On ne peut pas juger un individu par rapport à la moyenne de son groupe.
Je n’ai jamais pu lui faire comprendre que les diplômes supérieurs [...] ne garantissaient pas le niveau élevé de la sagesse, et qu’en définitive il n’y avait rien de mieux que la lecture soigneuse, selon la mode ancienne. [...] Il avait, en effet, les bases nécessaires en matière d’intelligence et de connaissance du jargon technique ; et il possédait, en outre et en abondance, deux choses rarement rencontrées chez les universitaires en activité : du temps pour lire soigneusement et une absence de préjugés qui déforment.
Toutes les sciences ont contribué à mettre en doute l'idée suivant laquelle l'homme aurait une importance cosmique. L'astronomie a montré que nous occupons une petite planète, à la frontière d'une galaxie de taille moyenne, parmi des millions d'autres. La biologie nous a retiré notre statut d'exception aux lois de la nature, créée à l'image de Dieu. La géologie, elle, nous a donné l'immensité du temps et nous a appris que notre espèce n'en avait occupé qu'une part dérisoire.
J'espère que personne ne tenterait de nos jours de classer les races et les sexes par la taille moyenne des cerveaux. Mais la fascination qu'exerce sur nous la base physique de l'intelligence est toujours aussi vive et l'espoir naïf demeure dans certains milieux que la taille ou quelque autre caractéristique extérieure dépourvue d'ambiguïté puisse traduire cette complexité interne. Cette doctrine liant quantité et qualité est toujours en nous sous sa forme la plus grossière consistant à utiliser une quantité aisément mesurable pour évaluer abusivement une qualité beaucoup plus complexe et difficile à saisir. Cette méthode, que certains hommes emploient pour estimer la valeur de leur pénis ou de leur automobile, est toujours utilisée pour le cerveau.
Lorsque j'avais quatre ans je voulais être éboueur. J'aimais le bruit des poubelles qui s'entrechoquaient et le vrombissement du compresseur ; je pensais que toutes les poubelles de New York pouvaient tenir dans un seul gros camion-benne. Puis, à l'âge de cinq ans, mon père m'emmena voit le tyrannosaure au Muséum américain d'histoire naturelle. Alors que nous nous trouvions devant le dinosaure, un homme éternua ; la gorge serrée, je m'apprêtais à prononcer la prière des derniers instants, le Shema Yisrael. Mais le grand animal ne broncha pas, impavide dans sa noblesse osseuse, et à la sortie du musée, je déclarai tout de go que quand je serais grand, je serais paléontologue.

Dans une autre étude, Terman a rassemblé un échantillon de 256 « vagabonds et chômeurs », provenant d'un centre d'accueil pour sans-logis de Palo Alto. Il s'attendait à ce que leur Q.I. fût le plus bas de toute sa liste [des différentes professions] ; cependant, bien que la moyenne de 89 obtenue par les clochards ne témoignât pas de dons prodigieux, elle plaçait tout de même ceux-ci au dessus des conducteurs de tramway, des vendeuses, des pompiers et des policiers. Pour venir à bout de cette situation gênante, Terman présenta son tableau de résultats de manière curieuse. La moyenne des clochards était désespérément élevée, mais, au sein de celle-ci, on enregistrait aussi des variations plus importantes que dans aucun autre groupe et on y trouvait un bon nombre de notes assez basses. Terman fit donc figurer sur son tableau les notes de 25% les plus faibles de chaque groupe, ce qui eut pour effet de faire redescendre les vagabonds dans les bas-fonds.

▸ **Données disponibles**
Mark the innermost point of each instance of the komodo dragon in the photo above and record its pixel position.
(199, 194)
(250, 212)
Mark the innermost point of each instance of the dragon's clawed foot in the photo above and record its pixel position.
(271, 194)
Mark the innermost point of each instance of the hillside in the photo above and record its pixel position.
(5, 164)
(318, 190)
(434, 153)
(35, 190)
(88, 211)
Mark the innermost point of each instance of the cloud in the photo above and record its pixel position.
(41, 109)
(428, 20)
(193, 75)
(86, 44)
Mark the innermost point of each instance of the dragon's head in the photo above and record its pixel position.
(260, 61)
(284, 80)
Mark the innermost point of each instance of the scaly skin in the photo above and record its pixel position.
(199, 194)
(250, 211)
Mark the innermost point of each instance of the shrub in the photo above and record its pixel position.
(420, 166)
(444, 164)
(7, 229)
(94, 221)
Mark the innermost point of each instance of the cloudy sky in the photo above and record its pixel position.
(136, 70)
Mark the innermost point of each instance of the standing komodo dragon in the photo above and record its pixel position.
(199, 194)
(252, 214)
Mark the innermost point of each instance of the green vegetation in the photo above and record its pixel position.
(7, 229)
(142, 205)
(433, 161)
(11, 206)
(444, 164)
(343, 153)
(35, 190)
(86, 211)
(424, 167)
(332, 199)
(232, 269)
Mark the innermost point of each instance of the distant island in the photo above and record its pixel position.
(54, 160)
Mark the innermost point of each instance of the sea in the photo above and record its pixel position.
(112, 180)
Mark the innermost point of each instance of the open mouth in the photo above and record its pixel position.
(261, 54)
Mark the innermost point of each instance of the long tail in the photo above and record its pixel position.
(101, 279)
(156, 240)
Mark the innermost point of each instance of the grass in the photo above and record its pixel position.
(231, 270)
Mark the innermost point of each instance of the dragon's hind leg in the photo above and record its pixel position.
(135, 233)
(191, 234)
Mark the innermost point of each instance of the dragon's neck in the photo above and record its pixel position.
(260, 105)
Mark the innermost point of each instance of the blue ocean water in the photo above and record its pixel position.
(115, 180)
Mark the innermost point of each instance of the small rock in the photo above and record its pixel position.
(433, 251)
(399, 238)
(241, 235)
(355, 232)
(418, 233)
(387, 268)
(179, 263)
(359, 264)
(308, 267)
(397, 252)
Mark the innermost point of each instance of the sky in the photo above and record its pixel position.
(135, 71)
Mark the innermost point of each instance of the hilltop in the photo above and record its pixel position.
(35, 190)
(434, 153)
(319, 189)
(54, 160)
==
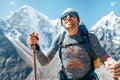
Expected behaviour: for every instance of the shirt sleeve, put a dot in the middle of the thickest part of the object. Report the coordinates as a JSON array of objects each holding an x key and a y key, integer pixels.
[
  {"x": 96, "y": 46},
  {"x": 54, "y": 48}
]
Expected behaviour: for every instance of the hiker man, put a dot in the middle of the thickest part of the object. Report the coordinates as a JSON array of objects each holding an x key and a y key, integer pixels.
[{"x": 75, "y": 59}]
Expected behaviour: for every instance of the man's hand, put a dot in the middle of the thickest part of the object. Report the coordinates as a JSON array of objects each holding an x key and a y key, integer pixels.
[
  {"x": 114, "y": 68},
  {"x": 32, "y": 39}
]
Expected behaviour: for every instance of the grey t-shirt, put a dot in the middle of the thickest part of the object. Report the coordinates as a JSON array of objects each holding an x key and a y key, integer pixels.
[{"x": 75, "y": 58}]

▸ **Consigne**
D'après le texte proposé, au-dessus de quels groupes professionnels la moyenne de 89 obtenue par les clochards plaçait-elle ceux-ci ? Le matériel fourni n'est pas nécessaire pour répondre.

▸ **Réponse**
- les conducteurs de tramway
- les vendeuses
- les pompiers
- les policiers